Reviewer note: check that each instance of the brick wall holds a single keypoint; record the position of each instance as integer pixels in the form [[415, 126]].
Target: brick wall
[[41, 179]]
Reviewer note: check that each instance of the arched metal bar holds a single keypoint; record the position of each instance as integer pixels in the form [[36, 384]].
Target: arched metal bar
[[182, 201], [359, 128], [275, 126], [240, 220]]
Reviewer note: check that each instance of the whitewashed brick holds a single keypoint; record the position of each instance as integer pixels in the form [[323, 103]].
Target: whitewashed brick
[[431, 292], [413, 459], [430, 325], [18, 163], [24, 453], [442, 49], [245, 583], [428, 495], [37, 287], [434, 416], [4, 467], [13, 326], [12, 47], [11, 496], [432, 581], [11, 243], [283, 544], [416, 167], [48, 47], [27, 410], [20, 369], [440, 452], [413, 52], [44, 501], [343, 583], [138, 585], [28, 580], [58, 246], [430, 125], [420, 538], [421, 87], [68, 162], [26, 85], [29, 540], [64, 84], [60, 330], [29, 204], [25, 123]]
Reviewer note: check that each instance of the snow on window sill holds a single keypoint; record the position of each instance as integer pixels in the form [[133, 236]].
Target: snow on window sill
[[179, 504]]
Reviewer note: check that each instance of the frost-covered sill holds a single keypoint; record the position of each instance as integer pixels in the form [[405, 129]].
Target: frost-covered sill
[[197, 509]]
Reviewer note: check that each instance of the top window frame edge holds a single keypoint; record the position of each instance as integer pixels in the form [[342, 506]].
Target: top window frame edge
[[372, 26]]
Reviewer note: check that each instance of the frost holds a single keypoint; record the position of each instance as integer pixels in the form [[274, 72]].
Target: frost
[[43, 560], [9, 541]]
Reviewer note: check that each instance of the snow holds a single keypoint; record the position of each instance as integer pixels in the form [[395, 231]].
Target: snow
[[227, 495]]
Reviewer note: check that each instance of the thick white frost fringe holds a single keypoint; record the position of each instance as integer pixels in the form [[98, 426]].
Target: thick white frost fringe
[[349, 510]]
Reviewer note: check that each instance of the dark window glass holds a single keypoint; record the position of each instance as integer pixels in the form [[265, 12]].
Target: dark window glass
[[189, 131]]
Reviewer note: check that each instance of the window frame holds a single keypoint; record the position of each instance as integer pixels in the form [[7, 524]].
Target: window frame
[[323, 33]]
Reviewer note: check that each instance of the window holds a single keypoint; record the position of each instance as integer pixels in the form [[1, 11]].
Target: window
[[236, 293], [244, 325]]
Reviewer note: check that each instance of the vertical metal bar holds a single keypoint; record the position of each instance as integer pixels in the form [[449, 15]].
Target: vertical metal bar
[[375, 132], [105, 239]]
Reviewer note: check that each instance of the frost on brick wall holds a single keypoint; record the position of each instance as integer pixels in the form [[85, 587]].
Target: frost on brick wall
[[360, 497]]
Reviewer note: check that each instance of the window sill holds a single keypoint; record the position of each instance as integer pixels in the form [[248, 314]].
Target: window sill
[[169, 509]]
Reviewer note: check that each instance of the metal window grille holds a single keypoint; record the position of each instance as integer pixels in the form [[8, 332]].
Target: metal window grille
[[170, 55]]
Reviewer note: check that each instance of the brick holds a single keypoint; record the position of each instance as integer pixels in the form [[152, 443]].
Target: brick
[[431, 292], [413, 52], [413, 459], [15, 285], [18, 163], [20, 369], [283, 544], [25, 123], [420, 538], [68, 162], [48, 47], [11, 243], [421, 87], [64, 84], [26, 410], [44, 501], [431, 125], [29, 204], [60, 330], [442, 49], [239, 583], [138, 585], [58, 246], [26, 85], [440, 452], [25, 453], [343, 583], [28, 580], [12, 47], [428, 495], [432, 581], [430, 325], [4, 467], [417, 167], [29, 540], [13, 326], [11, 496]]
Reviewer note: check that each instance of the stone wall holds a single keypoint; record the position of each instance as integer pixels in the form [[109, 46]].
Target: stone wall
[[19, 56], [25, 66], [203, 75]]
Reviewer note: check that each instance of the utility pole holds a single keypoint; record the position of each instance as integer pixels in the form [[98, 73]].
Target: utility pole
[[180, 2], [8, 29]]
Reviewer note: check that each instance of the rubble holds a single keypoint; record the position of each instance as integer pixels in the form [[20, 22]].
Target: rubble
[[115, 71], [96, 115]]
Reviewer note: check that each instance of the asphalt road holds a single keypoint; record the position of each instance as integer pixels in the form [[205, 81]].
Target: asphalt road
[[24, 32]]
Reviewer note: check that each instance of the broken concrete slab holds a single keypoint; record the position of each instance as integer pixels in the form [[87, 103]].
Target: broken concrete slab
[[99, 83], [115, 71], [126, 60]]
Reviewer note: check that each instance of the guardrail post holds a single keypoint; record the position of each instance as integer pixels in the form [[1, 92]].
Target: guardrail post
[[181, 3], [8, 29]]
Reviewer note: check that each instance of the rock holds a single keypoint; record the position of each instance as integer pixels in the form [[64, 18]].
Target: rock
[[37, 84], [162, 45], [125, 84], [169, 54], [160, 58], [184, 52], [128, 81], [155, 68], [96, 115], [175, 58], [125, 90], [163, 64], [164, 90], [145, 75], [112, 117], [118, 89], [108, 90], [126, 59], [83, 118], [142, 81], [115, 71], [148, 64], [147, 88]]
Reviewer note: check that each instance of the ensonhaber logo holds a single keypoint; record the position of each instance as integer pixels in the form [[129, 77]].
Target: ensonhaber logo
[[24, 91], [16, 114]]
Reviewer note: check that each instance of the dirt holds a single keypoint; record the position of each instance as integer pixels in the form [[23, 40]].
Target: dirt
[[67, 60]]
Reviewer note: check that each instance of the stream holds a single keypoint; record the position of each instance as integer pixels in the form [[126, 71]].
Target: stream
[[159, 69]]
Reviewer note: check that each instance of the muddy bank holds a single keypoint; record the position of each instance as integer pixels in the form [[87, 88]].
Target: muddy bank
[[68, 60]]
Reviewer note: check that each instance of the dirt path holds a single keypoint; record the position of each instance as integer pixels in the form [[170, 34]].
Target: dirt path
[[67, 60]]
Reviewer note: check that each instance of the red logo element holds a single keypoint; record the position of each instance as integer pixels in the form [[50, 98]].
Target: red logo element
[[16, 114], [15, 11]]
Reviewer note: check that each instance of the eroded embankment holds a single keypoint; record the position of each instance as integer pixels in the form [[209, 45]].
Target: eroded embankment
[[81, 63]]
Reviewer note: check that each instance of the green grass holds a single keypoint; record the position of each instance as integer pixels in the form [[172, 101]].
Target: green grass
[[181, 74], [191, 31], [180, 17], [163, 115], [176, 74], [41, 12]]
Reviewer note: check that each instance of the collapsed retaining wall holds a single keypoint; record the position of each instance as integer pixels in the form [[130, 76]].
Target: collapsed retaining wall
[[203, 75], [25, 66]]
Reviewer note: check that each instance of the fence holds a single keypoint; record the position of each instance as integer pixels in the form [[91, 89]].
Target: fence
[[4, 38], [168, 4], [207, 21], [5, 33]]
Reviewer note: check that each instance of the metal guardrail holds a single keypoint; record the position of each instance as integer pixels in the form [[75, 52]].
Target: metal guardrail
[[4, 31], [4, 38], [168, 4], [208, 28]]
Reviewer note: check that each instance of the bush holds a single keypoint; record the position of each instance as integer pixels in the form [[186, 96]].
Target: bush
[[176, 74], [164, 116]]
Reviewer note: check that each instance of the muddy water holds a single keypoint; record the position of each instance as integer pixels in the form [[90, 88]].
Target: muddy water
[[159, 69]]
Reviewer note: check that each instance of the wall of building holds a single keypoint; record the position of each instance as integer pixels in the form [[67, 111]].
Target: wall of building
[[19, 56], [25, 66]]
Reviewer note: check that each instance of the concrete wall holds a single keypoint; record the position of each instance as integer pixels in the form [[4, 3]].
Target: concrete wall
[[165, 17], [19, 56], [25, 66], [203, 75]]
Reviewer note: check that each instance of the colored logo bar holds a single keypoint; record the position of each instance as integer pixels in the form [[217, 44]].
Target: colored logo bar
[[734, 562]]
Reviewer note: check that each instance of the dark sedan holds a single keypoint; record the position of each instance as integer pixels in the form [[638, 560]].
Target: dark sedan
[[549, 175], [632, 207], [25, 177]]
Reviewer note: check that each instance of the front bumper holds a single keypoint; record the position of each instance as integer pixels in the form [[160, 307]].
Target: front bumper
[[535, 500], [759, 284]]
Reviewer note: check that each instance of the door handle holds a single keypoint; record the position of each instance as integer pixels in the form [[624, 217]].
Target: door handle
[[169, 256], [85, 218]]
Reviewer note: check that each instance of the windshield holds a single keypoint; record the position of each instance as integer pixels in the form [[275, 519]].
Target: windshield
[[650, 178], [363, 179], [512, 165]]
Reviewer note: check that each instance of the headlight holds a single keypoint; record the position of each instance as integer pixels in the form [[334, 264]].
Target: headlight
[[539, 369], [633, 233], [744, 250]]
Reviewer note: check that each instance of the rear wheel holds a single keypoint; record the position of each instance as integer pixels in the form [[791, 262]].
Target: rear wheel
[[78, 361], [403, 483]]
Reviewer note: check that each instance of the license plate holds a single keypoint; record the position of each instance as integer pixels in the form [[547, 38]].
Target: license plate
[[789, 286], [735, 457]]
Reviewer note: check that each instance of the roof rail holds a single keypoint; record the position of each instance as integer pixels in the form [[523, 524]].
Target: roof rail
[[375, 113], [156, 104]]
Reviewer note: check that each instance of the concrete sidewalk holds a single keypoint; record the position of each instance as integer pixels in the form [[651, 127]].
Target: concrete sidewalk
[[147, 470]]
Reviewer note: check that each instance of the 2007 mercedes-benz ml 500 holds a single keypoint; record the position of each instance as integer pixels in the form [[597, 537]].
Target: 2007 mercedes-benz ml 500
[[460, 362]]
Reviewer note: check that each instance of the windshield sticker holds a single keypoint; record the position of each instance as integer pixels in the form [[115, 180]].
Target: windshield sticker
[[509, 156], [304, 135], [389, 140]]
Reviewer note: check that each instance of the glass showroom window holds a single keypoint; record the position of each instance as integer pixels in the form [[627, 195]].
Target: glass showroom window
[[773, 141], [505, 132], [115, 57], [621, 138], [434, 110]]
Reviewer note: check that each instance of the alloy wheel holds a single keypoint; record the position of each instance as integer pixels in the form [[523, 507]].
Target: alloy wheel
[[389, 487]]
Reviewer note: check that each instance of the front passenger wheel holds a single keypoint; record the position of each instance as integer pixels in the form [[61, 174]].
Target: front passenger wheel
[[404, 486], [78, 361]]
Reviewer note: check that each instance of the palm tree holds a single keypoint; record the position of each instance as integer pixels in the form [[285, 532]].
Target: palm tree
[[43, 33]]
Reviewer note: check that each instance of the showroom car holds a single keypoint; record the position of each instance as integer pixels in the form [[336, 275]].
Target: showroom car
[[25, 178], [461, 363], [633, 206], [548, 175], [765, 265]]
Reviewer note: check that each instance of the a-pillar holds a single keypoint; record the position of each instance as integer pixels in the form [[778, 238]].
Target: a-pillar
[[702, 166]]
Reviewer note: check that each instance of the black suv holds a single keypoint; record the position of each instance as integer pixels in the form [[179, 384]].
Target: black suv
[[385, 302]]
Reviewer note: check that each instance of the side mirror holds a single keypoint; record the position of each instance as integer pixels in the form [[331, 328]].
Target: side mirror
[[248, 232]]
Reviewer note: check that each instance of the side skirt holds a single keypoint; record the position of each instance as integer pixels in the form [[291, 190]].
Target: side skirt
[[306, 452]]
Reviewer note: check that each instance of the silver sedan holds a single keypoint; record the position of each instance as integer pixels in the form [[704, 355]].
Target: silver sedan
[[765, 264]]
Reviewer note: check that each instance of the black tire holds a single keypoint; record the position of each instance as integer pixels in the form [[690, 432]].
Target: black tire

• _Stated goal_
Repeat, character for character, the lines from the one that holds "Reviewer note: check that each instance of the palm" to the final line of the material, inclusive, and no other lines.

• _Problem solution_
Reviewer note: check that each instance of the palm tree holds a single keypoint; record the position of each instance as integer pixels in the form [[285, 532]].
Target: palm tree
[[43, 33]]
Reviewer note: check that each instance of the showroom car holds a single keypoint; record the position of each instance as integer pixels in the form [[336, 275]].
Target: showroom car
[[25, 178], [461, 363], [633, 206], [548, 175], [765, 265]]
Reviewer note: check that each instance of the a-pillar holds a single keypoint; record the position of each instance as integer pixels in the form [[778, 238]].
Target: a-pillar
[[702, 166]]
Reviewer note: check that each instance of the black suv holds a single keypoint; record the position of each instance as integer pixels in the form [[179, 384]].
Target: black suv
[[385, 302]]
Reviewer note: check that each instance of the side mirror holds a single keypoint; record the position of each instance as integer pixels in the form [[331, 328]].
Target: side mirror
[[248, 232]]
Reviewer note: check that each instance of the side skirt holds a single keypoint; record the position of each instance as integer pixels in the form [[291, 190]].
Target: side skirt
[[306, 452]]
Reviewer note: check that each instance of the silver sedan holds a single keypoint; record the position of each instance as integer pixels in the form [[704, 355]].
Target: silver sedan
[[765, 264]]
Reviewer note: check that each instance of the black tire holds a single keypoint; record the position of each instance as integer pixels in the form [[690, 432]].
Target: black tire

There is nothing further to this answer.